(Shape annotation entries)

— START —

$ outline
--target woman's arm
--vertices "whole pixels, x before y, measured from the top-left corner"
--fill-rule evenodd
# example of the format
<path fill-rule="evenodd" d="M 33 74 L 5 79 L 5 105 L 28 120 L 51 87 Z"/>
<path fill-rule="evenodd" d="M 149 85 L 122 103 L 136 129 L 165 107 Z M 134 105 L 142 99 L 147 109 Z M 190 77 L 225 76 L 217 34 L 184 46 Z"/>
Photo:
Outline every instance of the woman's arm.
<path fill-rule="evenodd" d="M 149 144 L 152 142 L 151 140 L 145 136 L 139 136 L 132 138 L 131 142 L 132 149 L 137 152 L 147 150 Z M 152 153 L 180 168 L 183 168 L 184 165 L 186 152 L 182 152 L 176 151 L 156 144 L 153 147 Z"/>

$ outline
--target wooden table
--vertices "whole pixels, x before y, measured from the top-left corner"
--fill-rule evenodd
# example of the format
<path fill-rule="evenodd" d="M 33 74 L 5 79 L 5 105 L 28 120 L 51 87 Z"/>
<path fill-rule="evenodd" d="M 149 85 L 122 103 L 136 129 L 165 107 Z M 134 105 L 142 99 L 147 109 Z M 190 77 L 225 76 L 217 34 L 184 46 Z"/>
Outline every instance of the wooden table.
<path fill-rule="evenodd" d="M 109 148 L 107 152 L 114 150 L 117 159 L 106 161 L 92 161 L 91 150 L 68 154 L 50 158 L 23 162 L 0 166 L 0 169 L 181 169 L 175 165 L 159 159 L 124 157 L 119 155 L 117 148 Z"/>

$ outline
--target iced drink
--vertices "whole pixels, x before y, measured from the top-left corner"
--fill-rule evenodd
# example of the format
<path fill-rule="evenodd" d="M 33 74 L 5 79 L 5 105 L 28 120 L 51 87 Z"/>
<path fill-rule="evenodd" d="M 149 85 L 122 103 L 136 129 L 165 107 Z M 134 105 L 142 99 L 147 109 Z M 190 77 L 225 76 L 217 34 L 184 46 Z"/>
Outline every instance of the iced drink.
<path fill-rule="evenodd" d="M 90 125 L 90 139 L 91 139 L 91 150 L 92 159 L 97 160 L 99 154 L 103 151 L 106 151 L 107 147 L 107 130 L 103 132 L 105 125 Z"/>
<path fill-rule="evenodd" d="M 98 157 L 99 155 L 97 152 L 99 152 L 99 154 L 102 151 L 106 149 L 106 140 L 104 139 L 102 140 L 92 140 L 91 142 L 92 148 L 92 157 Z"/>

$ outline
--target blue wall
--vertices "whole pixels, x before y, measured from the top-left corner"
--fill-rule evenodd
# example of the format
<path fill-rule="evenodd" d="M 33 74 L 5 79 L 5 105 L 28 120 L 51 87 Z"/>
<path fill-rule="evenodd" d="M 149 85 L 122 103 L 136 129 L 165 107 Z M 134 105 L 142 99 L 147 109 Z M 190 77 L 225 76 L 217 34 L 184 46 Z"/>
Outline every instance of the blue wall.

— END —

Exercise aim>
Arrange all of the records above as a numbered list with one line per item, leaving out the blank lines.

Solution to the exercise>
1. $ outline
2. --target woman's arm
3. --vertices "whole pixels, x before y, measured from the top-left corner"
4. --fill-rule evenodd
5. # example of the format
6. <path fill-rule="evenodd" d="M 33 74 L 5 79 L 5 105 L 28 120 L 51 87 Z"/>
7. <path fill-rule="evenodd" d="M 149 85 L 122 103 L 136 129 L 165 107 Z M 134 105 L 142 99 L 147 109 Z M 190 77 L 225 76 L 217 34 L 184 46 Z"/>
8. Photo:
9. Outline every instance of the woman's arm.
10. <path fill-rule="evenodd" d="M 149 144 L 152 142 L 151 140 L 145 136 L 139 136 L 132 138 L 131 142 L 132 149 L 137 152 L 147 150 Z M 152 153 L 180 168 L 183 168 L 184 165 L 186 152 L 182 152 L 176 151 L 156 144 L 153 147 Z"/>
11. $ outline
12. --target wooden table
13. --vertices "whole pixels, x before y, measured from the top-left corner"
14. --fill-rule evenodd
15. # example of the format
16. <path fill-rule="evenodd" d="M 33 74 L 5 79 L 5 105 L 28 120 L 51 87 Z"/>
17. <path fill-rule="evenodd" d="M 149 85 L 122 103 L 136 129 L 165 107 Z M 134 105 L 142 99 L 147 109 Z M 190 77 L 225 76 L 217 34 L 184 46 Z"/>
18. Outline every instance of the wooden table.
19. <path fill-rule="evenodd" d="M 109 148 L 107 152 L 114 150 L 117 159 L 106 161 L 92 161 L 91 150 L 68 154 L 50 158 L 23 162 L 0 166 L 0 169 L 181 169 L 175 165 L 159 159 L 124 157 L 119 155 L 117 148 Z"/>
20. $ outline
21. --target iced drink
22. --vertices "whole pixels, x before y, measured from the top-left corner"
23. --fill-rule evenodd
24. # example of the format
25. <path fill-rule="evenodd" d="M 33 74 L 5 79 L 5 105 L 28 120 L 51 87 Z"/>
26. <path fill-rule="evenodd" d="M 149 85 L 122 103 L 136 129 L 165 107 Z M 134 105 L 142 99 L 147 109 Z M 190 77 L 225 76 L 217 34 L 184 46 Z"/>
27. Outline every instance of the iced drink.
28. <path fill-rule="evenodd" d="M 90 125 L 90 139 L 91 139 L 91 150 L 92 159 L 97 160 L 99 154 L 103 151 L 106 151 L 107 147 L 107 130 L 103 132 L 105 125 Z"/>
29. <path fill-rule="evenodd" d="M 98 157 L 99 155 L 97 152 L 99 152 L 99 154 L 102 151 L 106 149 L 106 140 L 104 139 L 102 140 L 92 140 L 91 142 L 92 148 L 92 157 Z"/>
30. $ outline
31. --target blue wall
32. --vertices "whole pixels, x before y, measured from the top-left corner"
33. --fill-rule evenodd
34. # example of the format
35. <path fill-rule="evenodd" d="M 33 74 L 5 79 L 5 105 L 28 120 L 51 87 Z"/>
36. <path fill-rule="evenodd" d="M 149 85 L 122 103 L 136 129 L 165 107 Z M 134 105 L 142 99 L 147 109 Z M 190 77 L 225 76 L 217 34 L 184 46 Z"/>
37. Outline every instance of the blue wall.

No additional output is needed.